---- Data to use

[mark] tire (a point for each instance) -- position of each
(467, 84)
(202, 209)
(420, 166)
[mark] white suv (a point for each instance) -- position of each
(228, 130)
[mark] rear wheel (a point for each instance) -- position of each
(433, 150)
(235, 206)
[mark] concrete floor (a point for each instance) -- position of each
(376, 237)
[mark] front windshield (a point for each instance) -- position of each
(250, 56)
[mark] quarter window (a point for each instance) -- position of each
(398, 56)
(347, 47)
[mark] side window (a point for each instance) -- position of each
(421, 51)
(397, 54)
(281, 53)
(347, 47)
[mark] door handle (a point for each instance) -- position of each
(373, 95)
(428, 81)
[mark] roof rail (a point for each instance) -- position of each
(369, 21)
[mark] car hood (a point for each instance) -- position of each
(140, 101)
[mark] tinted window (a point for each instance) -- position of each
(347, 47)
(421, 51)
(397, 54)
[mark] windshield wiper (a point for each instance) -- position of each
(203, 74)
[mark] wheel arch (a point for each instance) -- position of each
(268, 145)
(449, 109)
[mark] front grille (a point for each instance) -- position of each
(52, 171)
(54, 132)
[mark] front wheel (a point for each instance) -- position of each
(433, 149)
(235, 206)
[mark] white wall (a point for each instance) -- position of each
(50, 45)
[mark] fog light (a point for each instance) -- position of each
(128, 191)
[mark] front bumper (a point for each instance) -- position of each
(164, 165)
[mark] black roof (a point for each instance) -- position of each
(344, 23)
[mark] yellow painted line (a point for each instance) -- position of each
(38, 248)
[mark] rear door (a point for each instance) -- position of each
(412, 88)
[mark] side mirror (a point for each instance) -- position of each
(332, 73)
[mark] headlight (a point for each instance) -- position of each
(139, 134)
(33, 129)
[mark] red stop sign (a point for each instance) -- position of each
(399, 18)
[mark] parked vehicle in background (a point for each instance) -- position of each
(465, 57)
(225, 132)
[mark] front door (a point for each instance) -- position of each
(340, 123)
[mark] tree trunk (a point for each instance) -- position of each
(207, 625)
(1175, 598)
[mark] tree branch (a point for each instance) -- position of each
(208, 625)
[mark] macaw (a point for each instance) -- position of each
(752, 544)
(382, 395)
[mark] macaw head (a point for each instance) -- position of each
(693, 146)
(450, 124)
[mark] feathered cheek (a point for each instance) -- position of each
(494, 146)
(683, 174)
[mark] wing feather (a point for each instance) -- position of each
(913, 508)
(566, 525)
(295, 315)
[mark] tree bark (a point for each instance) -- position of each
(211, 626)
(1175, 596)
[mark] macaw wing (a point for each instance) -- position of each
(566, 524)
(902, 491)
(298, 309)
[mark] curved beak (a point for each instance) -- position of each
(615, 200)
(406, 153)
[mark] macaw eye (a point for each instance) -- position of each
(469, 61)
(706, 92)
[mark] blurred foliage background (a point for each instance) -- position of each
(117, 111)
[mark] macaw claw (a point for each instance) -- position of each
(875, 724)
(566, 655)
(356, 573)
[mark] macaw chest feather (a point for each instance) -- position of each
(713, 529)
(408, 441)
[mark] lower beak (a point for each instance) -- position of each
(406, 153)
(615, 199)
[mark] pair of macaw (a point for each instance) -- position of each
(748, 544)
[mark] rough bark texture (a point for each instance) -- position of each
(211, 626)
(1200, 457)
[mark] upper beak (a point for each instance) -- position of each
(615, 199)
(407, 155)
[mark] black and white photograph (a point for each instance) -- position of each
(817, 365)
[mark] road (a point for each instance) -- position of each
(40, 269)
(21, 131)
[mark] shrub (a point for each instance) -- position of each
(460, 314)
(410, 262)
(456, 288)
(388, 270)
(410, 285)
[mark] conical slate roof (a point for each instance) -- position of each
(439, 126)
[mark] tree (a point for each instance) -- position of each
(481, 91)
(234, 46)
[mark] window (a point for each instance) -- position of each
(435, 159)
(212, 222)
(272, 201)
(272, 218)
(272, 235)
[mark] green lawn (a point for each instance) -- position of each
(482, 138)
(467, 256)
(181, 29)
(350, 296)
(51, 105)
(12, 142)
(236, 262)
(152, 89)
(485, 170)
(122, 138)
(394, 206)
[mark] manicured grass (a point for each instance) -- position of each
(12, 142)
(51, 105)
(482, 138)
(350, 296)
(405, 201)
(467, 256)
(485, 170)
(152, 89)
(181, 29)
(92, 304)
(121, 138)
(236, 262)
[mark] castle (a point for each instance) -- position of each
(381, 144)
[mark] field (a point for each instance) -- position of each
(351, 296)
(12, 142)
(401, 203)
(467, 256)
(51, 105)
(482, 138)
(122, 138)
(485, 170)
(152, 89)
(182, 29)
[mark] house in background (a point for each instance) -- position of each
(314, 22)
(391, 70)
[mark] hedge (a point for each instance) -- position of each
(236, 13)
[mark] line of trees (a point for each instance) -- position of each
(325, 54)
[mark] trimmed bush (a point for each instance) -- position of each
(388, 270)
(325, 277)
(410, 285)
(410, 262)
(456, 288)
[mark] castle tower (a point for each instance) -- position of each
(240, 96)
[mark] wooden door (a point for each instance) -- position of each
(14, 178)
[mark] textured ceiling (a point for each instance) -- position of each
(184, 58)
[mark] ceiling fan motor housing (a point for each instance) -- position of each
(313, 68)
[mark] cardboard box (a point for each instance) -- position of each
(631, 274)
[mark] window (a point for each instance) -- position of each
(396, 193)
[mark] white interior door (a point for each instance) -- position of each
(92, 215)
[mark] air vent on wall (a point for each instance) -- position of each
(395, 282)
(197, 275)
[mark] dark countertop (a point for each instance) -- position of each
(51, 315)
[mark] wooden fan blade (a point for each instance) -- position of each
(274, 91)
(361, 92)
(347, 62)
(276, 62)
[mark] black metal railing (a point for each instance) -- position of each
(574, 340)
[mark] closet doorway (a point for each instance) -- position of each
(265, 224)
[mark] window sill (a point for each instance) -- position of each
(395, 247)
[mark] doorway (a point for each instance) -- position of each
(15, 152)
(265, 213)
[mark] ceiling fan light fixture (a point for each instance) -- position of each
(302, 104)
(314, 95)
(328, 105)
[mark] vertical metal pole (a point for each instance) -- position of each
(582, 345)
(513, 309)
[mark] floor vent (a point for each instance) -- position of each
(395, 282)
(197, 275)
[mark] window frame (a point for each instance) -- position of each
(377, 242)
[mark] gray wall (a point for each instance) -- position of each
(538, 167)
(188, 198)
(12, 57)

--------

> **The request**: Convert the entries starting at the line containing "[mark] vertical metal" and ending at the last line of the entries into a JSON list of strings, with one string per line and blank lines omitted.

> **Exercise output**:
[
  "[mark] vertical metal pole (a point for each instance) -- position of each",
  "(582, 345)",
  "(513, 309)",
  "[mark] floor vent (a point for each instance) -- position of each",
  "(395, 282)",
  "(197, 275)",
  "[mark] window frame (a point for each instance) -- position of each",
  "(377, 242)",
  "[mark] gray wall (a point for each instance) -- position of each",
  "(538, 167)",
  "(188, 198)",
  "(12, 57)"
]